== Supplied passage ==
4.2.5S
WEATHER FORECASTS AT THE WHOLE-PLANT LEVEL: IMPLICATIONS FOR ESTIMATING DISEASE RISK WITH GLOBAL CLIMATE MODELS

RC SEEM1, RD MAGAREY1, JW ZACK2 and JM RUSSO3

1New York State Agricultural Experiment Station, Cornell University, Geneva, NY 14456, USA; 2MESO Inc., Troy, NY 12180, USA; 3ZedX Inc., Boalsburg, PA 16827, USA

Background and objectives
Global climate models (GCMs) have been developed to assess the impacts of potential global climate change. However, these models do not provide specific weather information at the whole-plant level and thus provide only very gross estimates of conditions that affect plant and disease development. Over the past 4 years, we have been developing methods to hierarchically define current and forecast weather conditions down to the whole-plant level, based on nested high-resolution atmospheric numerical models. Success in this effort leads us to extend this method to GCMs where factors such as temperature, rainfall, relative humidity and surface wetness can be estimated confidently within plant and crop canopies.

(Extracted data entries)
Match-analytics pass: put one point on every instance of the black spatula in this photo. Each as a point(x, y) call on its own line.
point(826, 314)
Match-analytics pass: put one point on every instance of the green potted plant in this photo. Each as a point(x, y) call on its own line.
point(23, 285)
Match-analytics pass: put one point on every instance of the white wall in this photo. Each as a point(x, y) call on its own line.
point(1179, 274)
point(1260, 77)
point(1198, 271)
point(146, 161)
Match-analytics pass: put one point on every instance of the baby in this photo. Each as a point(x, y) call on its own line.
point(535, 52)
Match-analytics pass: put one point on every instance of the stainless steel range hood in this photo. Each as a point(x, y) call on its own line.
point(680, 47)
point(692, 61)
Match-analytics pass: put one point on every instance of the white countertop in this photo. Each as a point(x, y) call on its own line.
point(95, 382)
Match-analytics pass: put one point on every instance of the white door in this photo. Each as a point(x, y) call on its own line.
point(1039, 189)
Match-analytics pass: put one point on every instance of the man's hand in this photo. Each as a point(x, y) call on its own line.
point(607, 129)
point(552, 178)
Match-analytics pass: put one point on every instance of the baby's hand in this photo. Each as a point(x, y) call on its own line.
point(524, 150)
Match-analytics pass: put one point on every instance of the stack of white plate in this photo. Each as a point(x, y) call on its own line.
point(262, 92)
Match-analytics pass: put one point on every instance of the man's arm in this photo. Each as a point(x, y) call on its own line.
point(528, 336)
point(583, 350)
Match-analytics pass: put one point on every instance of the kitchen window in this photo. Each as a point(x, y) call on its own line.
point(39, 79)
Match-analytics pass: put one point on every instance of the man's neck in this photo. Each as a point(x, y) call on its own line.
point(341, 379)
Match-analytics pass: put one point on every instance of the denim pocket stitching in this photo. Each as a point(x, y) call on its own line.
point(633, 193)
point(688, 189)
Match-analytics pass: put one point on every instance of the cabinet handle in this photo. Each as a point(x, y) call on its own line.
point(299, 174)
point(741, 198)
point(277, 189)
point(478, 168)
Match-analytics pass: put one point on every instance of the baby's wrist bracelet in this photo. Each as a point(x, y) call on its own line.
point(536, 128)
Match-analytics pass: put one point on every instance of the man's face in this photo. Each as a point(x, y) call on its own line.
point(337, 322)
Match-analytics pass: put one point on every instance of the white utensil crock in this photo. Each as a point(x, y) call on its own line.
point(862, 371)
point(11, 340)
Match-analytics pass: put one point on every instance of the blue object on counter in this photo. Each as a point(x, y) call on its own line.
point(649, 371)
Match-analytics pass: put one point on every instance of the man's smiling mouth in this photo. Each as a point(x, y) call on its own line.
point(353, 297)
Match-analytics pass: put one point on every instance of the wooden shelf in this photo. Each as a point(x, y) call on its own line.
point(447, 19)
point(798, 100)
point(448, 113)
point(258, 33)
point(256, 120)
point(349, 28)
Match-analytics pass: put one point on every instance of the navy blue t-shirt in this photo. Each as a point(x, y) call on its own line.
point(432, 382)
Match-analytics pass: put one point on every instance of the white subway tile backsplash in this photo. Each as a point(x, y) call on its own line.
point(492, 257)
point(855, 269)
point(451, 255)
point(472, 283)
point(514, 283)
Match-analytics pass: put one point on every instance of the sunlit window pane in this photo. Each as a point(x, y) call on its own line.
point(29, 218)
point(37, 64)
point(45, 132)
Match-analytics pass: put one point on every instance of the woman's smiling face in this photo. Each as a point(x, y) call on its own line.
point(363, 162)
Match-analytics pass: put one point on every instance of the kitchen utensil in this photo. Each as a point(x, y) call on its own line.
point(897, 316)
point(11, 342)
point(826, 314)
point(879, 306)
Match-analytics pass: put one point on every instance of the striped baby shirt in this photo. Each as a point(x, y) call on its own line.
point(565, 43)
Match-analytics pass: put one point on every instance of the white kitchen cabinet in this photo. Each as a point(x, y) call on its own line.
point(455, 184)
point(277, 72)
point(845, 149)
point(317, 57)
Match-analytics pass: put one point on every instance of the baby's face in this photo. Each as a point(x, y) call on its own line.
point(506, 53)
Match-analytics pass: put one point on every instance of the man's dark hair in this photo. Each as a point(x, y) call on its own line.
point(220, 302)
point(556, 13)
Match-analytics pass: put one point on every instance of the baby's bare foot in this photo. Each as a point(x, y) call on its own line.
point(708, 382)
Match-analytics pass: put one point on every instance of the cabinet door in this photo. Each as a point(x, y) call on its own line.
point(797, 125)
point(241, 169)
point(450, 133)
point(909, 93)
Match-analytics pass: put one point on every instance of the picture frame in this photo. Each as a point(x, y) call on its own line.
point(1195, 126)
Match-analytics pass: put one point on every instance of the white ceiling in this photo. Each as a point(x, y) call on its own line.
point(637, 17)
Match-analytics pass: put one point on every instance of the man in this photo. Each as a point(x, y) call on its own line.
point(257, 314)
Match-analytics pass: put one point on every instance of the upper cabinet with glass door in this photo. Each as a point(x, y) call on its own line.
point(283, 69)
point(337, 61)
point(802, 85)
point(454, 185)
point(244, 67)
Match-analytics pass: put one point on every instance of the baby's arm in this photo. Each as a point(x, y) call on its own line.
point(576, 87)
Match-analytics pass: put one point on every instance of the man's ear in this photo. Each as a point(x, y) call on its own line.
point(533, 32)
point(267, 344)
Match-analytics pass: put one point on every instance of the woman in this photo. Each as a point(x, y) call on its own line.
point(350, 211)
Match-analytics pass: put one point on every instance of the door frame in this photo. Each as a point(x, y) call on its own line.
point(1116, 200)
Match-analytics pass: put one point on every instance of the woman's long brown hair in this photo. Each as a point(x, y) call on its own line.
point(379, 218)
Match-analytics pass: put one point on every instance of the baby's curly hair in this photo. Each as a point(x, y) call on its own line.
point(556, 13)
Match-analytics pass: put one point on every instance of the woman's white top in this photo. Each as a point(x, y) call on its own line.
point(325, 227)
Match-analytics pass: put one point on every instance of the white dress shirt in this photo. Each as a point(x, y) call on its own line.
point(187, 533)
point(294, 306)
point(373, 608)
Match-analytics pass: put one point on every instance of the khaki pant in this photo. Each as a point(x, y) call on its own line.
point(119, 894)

== Assignment ==
Please continue the passage on whole-plant weather forecasts and disease risk from where it stops.

== Task output ==
Materials and methods
In the hierarchical design of weather information systems, relatively coarse-mesh models run by federal bureaux of meteorology provide the first level of the hierarchy. These models provide information about regional weather conditions. The next level of the hierarchy, high-resolution mesoscale models, provides information typically to 1 km2, or the farm level. Finally, plant canopy models of energy balance can bring the information down to the whole-plant level. Our approach is based on a two-step modelling process to bring weather information to the farm and whole-plant levels. Firstly, model output from the coarse-mesh numeric model of the US National Weather Service (NWS) was input into the Mesoscale Atmospheric Simulation System (MASS) [1], a high-resolution atmospheric model. Secondly, a one-dimensional energy balance model was created for a grape canopy using the approach of Tanner and Fuchs [2], by which output from MASS was processed to estimate temperature, relative humidity, precipitation and surface wetness duration within the grape canopy. The canopy model was parameterized from laboratory studies. Model estimates were validated under field conditions over 2 years at multiple locations.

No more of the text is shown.